■ **Stated task 1**
Using the Wheatley biography below, mark each statement yes or no and quote the exact words of the text that decide it. (a) Wheatley's Ph.D. was in electrical engineering. (b) Wheatley worked at Los Alamos National Laboratory from 1981 to 1985 as a permanent staff member. (c) Wheatley became a full professor at the University of California, San Diego in 1966.
■ **Stated task 2**
List every institution where the Wheatley biography below says he studied or worked.

John C. Wheatley (17 February 1927, Tucson – 10 May 1986, Los Angeles) was an American experimental physicist who worked on quantum fluids at low and very low temperatures.

Biography
Wheatley received his B.S. in electrical engineering in 1947 from the University of Colorado in Boulder and his Ph.D. in physics under David Halliday in 1952 from the University of Pittsburgh. From 1952 to 1966 he was an instructor and then a professor at the University of Illinois, Urbana-Champaign. In 1966 he became a full professor in the physics department of the University of California, San Diego. From 1981 to 1985 he did research at Los Alamos National Laboratory as a permanent staff member of the Laboratory. From 1985 he was a professor at the UCLA. He died of a heart attack while riding a bicycle.

Image annotation data:
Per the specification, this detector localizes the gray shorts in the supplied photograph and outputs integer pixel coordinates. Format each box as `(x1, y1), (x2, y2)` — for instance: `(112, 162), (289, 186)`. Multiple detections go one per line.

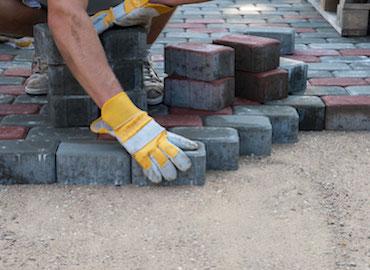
(24, 0), (123, 14)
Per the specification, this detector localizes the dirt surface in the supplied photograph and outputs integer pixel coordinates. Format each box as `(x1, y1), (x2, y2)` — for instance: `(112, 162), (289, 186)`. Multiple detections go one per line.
(0, 132), (370, 270)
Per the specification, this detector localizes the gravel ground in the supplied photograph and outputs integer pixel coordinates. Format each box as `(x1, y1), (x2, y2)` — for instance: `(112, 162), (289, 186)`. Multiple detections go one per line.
(0, 132), (370, 270)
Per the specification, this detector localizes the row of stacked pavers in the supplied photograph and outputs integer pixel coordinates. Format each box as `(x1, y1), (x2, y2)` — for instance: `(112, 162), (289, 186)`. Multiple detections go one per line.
(34, 24), (147, 127)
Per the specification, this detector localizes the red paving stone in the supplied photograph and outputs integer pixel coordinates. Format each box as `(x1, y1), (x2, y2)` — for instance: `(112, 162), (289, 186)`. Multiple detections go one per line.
(4, 68), (32, 77)
(0, 126), (28, 140)
(321, 96), (370, 107)
(294, 49), (339, 56)
(0, 85), (26, 96)
(233, 97), (261, 106)
(340, 49), (370, 56)
(0, 104), (40, 116)
(154, 115), (203, 128)
(309, 78), (368, 87)
(170, 107), (233, 116)
(284, 54), (321, 63)
(0, 54), (14, 61)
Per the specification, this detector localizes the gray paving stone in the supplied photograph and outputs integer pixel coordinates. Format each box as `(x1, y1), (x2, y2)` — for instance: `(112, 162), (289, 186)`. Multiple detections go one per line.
(234, 105), (299, 144)
(56, 141), (131, 186)
(333, 70), (370, 78)
(244, 27), (296, 54)
(346, 85), (370, 96)
(280, 57), (308, 94)
(0, 76), (24, 85)
(164, 77), (235, 111)
(204, 115), (272, 156)
(320, 56), (370, 63)
(148, 104), (168, 117)
(165, 43), (235, 81)
(297, 86), (348, 96)
(1, 114), (50, 127)
(131, 142), (207, 186)
(267, 96), (325, 130)
(14, 95), (48, 104)
(0, 94), (14, 104)
(308, 63), (351, 70)
(26, 127), (97, 142)
(49, 96), (100, 127)
(0, 141), (58, 184)
(171, 127), (239, 171)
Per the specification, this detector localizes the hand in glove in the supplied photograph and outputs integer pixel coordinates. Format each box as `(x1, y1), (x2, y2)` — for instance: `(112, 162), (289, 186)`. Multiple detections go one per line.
(90, 92), (198, 183)
(92, 0), (173, 34)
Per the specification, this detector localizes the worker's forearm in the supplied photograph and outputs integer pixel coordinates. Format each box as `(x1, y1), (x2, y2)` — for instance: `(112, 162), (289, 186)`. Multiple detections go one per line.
(48, 1), (122, 107)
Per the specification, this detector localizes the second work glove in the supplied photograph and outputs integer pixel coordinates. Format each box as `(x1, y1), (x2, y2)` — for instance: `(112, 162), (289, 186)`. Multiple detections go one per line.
(91, 92), (198, 183)
(92, 0), (173, 34)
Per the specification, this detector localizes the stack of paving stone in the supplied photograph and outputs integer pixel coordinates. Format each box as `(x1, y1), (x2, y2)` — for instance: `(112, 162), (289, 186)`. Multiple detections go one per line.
(34, 24), (147, 127)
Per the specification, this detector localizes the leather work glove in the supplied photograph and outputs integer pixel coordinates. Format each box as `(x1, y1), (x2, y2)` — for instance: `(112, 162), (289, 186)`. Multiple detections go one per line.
(90, 92), (198, 183)
(92, 0), (173, 34)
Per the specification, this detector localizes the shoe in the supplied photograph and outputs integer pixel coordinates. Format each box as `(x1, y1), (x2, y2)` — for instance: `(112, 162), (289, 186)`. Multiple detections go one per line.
(25, 57), (49, 95)
(143, 56), (164, 105)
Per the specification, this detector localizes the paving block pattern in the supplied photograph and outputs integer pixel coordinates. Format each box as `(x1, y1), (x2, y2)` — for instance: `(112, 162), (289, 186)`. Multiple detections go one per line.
(171, 127), (239, 171)
(280, 57), (308, 94)
(322, 96), (370, 130)
(204, 115), (272, 156)
(164, 77), (235, 111)
(0, 140), (58, 185)
(266, 96), (325, 131)
(165, 43), (235, 81)
(235, 69), (288, 103)
(213, 35), (280, 72)
(243, 27), (296, 55)
(234, 105), (299, 144)
(131, 142), (207, 186)
(56, 141), (131, 186)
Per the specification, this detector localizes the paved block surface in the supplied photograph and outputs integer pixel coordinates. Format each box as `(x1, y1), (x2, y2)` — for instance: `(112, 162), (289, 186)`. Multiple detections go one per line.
(204, 115), (272, 156)
(171, 127), (239, 171)
(267, 96), (325, 130)
(165, 43), (235, 81)
(235, 69), (288, 102)
(0, 126), (28, 140)
(213, 35), (280, 72)
(131, 142), (206, 186)
(56, 141), (131, 185)
(154, 114), (203, 128)
(0, 141), (58, 184)
(164, 77), (235, 111)
(280, 57), (308, 94)
(234, 105), (299, 144)
(243, 27), (296, 54)
(49, 96), (99, 127)
(322, 96), (370, 130)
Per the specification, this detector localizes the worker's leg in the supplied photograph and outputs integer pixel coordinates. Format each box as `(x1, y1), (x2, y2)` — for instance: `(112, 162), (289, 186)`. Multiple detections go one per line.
(0, 0), (46, 36)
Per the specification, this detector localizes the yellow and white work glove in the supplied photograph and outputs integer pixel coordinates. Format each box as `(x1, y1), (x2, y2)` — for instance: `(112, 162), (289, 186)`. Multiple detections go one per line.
(90, 92), (198, 183)
(92, 0), (173, 34)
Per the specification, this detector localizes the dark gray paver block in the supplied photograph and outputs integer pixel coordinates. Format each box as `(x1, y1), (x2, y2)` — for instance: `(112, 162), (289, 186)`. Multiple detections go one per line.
(243, 27), (296, 54)
(204, 115), (272, 156)
(1, 114), (50, 127)
(266, 96), (325, 130)
(0, 140), (58, 184)
(26, 127), (96, 142)
(131, 142), (207, 186)
(280, 57), (308, 94)
(164, 77), (235, 111)
(49, 96), (99, 127)
(56, 141), (131, 185)
(165, 43), (235, 81)
(213, 35), (280, 72)
(234, 105), (299, 143)
(171, 127), (239, 171)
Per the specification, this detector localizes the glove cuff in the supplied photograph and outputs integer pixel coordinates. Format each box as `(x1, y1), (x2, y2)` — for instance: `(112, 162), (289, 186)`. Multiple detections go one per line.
(102, 92), (142, 129)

■ **Full response 1**
(a) No: "his Ph.D. in physics under David Halliday in 1952 from the University of Pittsburgh"
(b) Yes: "From 1981 to 1985 he did research at Los Alamos National Laboratory as a permanent staff member of the Laboratory"
(c) Yes: "In 1966 he became a full professor in the physics department of the University of California, San Diego"

■ **Full response 2**
- University of Colorado in Boulder
- University of Pittsburgh
- University of Illinois, Urbana-Champaign
- University of California, San Diego
- Los Alamos National Laboratory
- UCLA